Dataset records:

- Opening Delimiter -

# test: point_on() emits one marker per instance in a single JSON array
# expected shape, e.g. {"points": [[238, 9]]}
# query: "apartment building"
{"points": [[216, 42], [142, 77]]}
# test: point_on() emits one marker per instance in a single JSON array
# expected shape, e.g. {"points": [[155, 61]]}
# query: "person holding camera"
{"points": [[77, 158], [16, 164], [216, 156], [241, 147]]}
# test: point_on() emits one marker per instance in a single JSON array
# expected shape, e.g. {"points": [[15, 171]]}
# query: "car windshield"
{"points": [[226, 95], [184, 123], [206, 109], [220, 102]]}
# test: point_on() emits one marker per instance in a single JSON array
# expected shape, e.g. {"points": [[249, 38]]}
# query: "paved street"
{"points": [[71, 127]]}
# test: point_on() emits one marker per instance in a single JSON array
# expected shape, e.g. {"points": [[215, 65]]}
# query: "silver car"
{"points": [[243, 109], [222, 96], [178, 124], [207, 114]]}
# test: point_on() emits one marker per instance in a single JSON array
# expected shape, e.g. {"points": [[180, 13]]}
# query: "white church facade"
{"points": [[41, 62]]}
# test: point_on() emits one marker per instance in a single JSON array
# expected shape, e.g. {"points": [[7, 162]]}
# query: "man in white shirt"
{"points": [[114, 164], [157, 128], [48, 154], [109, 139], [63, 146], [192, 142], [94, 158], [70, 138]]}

- Closing Delimiter -

WHAT TO WORK ON:
Every entry must come back exactly as written above.

SOLUTION:
# test: point_on() emits one marker per instance in a single JSON array
# expected shape, e.g. {"points": [[238, 9]]}
# query: "apartment building"
{"points": [[216, 42], [142, 77]]}
# test: point_on() emits one marker per instance in a single JSON array
# expected shape, e.g. {"points": [[155, 61]]}
# query: "person holding camera"
{"points": [[77, 158], [16, 164], [216, 156], [241, 147]]}
# test: point_on() emits one marker per instance in a single JSON array
# expected shape, e.g. {"points": [[15, 171]]}
# query: "car windshield"
{"points": [[226, 95], [184, 123], [206, 109], [220, 102]]}
# test: point_on() emits one marker per instance in a single JSON array
# expected shape, e.g. {"points": [[249, 38]]}
# query: "paved street"
{"points": [[71, 127]]}
# test: point_on() emits one marker per instance in a single JSON array
# expected shape, e.g. {"points": [[215, 65]]}
# query: "silver car"
{"points": [[243, 109], [222, 96], [178, 124], [207, 114]]}
# test: point_on() emits one marker per instance in a single JSON array
# expected shape, e.g. {"points": [[180, 13]]}
# query: "white church facade"
{"points": [[41, 62]]}
# test: point_on() emits one marker per instance in a single JSON array
# expected shape, e.g. {"points": [[7, 162]]}
# query: "man in white shirt"
{"points": [[114, 164], [157, 128], [48, 154], [109, 139], [63, 146], [192, 142], [94, 158], [70, 138]]}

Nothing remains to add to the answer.